Task instructions: Your task is to repeat the entries underneath exactly, minus the pictures.
:: Given records
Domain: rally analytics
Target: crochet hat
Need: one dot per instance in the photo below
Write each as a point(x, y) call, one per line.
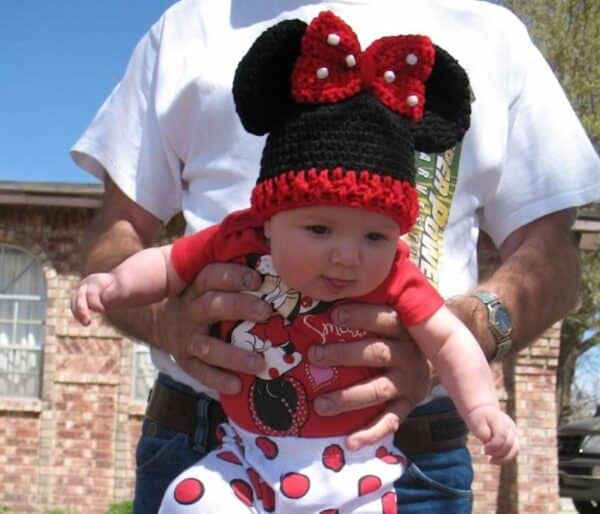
point(343, 123)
::::
Answer for this exercise:
Domain: rally analytics
Target: crochet hat
Need: one dot per instance in the photo below
Write each as a point(x, y) call, one per line.
point(343, 123)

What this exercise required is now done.